Description of the task: Counting case exactly, how many lines in the entries below contain the string "background"? Answer with the number only.

[Object location annotation entries]
** Start **
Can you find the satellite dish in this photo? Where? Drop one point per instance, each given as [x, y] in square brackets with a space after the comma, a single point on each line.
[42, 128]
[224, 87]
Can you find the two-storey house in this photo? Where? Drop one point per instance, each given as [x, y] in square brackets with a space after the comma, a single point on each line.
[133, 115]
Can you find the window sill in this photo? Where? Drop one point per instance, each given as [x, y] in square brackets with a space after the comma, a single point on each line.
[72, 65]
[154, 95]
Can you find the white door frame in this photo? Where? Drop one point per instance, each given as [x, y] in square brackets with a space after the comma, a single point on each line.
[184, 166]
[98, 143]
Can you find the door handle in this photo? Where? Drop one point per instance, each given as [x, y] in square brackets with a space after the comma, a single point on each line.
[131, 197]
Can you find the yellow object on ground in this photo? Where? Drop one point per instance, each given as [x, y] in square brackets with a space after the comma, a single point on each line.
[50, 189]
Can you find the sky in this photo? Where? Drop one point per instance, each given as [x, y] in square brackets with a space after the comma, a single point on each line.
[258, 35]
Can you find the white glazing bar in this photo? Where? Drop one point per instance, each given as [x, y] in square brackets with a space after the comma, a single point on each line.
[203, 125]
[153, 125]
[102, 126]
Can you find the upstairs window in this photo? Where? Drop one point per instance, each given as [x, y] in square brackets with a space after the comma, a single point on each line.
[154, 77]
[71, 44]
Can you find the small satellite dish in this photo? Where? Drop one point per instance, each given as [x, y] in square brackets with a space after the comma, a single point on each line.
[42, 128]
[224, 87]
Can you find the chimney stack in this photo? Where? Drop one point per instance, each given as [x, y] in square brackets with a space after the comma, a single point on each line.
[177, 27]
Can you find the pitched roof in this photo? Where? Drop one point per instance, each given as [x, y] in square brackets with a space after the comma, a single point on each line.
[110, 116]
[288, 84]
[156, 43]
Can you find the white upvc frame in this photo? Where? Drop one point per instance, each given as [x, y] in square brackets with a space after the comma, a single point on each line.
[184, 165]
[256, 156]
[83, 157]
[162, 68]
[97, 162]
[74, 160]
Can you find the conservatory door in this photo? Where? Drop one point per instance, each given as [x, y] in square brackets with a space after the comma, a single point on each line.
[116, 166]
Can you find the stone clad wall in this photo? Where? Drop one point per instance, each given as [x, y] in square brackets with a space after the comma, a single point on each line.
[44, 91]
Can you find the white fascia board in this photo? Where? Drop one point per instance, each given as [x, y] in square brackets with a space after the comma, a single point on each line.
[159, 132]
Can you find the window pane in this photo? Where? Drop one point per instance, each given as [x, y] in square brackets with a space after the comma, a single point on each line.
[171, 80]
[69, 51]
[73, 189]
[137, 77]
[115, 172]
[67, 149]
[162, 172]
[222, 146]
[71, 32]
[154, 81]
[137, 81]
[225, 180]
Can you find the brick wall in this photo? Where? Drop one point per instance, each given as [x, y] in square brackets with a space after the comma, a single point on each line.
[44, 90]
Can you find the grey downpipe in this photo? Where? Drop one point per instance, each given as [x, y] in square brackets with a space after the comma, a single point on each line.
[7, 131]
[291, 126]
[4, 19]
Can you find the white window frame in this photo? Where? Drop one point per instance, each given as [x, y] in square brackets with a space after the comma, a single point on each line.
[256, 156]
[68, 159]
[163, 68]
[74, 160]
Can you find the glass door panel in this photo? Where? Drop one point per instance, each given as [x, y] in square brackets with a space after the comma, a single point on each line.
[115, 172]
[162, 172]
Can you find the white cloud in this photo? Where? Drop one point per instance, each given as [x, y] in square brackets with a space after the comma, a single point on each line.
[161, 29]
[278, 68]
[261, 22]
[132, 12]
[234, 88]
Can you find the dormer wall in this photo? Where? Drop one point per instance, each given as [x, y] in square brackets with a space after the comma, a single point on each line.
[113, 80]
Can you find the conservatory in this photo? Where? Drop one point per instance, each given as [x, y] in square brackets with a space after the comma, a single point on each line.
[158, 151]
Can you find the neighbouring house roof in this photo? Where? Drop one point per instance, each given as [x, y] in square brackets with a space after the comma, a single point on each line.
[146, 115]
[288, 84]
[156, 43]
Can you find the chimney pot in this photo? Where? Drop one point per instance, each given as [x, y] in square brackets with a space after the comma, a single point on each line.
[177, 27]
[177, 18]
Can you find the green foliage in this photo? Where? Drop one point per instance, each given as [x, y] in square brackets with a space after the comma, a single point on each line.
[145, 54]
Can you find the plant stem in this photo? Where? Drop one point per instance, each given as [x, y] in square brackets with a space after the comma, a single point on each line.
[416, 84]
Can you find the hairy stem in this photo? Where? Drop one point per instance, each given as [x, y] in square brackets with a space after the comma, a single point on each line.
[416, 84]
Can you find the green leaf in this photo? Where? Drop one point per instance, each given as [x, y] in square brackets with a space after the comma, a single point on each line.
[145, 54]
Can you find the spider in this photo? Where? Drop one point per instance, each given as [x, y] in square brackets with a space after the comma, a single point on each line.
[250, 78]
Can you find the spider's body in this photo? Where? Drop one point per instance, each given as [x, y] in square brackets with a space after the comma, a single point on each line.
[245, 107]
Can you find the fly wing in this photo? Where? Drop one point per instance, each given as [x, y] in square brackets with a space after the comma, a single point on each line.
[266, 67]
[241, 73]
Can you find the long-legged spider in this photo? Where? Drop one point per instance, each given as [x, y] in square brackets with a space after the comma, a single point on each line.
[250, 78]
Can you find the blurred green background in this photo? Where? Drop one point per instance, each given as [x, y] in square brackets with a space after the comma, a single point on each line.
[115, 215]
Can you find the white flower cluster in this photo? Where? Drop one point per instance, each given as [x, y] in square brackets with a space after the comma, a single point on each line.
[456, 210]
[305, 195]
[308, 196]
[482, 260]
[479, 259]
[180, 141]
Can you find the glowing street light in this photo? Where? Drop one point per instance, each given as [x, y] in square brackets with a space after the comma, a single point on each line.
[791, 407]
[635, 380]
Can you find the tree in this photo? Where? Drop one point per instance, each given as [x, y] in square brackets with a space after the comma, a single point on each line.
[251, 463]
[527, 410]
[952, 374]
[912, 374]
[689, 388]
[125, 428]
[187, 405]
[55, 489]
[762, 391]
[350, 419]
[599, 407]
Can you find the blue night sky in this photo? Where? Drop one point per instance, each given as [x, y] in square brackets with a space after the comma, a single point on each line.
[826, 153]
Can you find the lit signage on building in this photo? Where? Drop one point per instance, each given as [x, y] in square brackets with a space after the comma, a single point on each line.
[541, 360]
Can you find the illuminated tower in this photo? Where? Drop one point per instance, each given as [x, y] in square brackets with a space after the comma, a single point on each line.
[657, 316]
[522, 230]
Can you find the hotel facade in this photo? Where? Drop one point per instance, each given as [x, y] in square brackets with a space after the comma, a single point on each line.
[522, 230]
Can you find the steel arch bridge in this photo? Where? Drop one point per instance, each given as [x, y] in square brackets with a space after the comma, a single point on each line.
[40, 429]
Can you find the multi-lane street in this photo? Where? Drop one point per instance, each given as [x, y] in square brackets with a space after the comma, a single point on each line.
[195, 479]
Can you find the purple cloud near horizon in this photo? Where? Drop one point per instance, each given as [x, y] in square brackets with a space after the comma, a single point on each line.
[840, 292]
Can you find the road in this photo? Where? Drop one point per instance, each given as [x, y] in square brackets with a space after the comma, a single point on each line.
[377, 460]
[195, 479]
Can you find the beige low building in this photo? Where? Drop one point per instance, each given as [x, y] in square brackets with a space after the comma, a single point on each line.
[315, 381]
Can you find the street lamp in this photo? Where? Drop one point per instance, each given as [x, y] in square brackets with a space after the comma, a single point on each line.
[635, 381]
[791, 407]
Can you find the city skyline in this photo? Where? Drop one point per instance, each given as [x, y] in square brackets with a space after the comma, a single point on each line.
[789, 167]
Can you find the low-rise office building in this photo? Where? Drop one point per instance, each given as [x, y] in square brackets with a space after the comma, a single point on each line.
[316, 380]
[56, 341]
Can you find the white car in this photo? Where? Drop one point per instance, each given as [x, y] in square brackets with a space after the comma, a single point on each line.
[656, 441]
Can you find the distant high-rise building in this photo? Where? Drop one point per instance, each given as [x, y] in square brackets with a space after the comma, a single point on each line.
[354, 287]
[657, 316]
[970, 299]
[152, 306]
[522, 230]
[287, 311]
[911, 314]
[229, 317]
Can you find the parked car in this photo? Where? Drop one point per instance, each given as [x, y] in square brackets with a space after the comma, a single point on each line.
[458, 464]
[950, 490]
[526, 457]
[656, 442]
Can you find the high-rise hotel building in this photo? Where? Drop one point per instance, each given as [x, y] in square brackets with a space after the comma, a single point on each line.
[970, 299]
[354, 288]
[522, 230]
** End **
** Start **
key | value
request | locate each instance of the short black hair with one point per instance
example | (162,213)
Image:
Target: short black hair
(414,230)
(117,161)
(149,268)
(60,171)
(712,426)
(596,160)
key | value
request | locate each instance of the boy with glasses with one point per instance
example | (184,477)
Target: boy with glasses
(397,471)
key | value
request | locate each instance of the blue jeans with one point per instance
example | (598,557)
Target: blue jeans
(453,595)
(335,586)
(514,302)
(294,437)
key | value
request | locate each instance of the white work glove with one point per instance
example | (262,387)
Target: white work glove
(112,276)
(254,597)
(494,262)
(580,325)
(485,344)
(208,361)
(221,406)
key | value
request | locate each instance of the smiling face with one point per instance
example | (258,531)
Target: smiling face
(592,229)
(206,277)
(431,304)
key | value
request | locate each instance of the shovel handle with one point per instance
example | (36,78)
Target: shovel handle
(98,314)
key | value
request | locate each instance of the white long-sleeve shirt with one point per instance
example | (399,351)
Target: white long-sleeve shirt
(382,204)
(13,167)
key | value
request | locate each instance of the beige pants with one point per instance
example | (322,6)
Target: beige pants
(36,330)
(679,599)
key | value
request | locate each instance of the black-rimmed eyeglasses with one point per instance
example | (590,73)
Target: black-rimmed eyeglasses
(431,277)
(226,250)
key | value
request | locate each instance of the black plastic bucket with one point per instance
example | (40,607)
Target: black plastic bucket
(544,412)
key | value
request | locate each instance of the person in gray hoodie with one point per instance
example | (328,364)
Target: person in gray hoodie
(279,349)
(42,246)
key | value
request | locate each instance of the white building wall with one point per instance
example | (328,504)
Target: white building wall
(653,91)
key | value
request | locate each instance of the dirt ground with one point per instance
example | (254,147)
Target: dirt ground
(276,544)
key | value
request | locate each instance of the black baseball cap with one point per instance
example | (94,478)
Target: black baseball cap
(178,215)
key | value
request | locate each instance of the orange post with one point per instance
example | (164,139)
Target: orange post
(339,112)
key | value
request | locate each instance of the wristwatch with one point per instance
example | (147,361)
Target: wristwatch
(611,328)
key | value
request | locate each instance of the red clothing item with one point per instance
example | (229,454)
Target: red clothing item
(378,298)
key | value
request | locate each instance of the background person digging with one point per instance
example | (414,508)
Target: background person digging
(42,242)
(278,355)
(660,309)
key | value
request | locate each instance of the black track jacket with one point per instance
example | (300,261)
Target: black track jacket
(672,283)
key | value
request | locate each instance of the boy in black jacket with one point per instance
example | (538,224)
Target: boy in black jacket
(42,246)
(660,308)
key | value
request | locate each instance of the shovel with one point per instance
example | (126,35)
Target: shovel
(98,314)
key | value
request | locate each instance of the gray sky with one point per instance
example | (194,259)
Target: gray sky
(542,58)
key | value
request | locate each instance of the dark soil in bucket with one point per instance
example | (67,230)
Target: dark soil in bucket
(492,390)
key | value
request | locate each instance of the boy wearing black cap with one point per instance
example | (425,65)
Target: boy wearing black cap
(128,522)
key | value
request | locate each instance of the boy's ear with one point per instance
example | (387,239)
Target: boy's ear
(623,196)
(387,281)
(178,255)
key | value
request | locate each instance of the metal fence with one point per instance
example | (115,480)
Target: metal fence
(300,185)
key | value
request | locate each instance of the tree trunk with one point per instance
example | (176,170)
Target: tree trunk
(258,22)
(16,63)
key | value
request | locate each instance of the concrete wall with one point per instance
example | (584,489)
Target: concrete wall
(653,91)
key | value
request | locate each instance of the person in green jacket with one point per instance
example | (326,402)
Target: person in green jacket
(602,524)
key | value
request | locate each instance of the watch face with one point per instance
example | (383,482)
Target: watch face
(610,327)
** End **
Result for this task: 3